>> start Exercise inputs
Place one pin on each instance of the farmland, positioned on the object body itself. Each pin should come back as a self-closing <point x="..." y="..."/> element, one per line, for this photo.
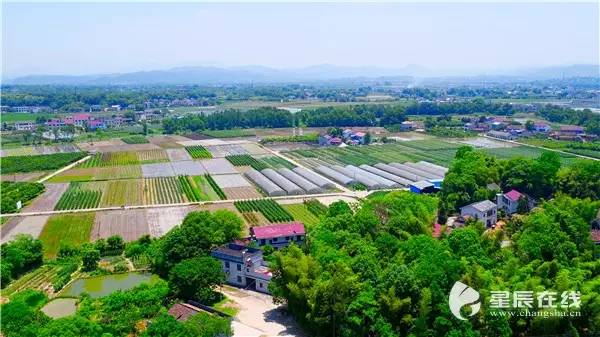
<point x="267" y="207"/>
<point x="198" y="152"/>
<point x="11" y="193"/>
<point x="111" y="159"/>
<point x="135" y="139"/>
<point x="77" y="197"/>
<point x="43" y="162"/>
<point x="71" y="229"/>
<point x="301" y="213"/>
<point x="163" y="190"/>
>> end Exercise inputs
§ Your task: Copy all of the material above line for line, without the picture. Scale every x and y coordinate in the answer points by 2.2, rounding each to a whole number with halves going up.

§ Solution to this exercise:
Place one pin on each instance of the farmland, positioned on the object body itself. Each pin should come back as a self-closing <point x="..." y="..."/> element, one per line, for this photo.
<point x="587" y="455"/>
<point x="436" y="334"/>
<point x="24" y="425"/>
<point x="244" y="350"/>
<point x="297" y="306"/>
<point x="169" y="433"/>
<point x="95" y="356"/>
<point x="156" y="504"/>
<point x="662" y="469"/>
<point x="359" y="418"/>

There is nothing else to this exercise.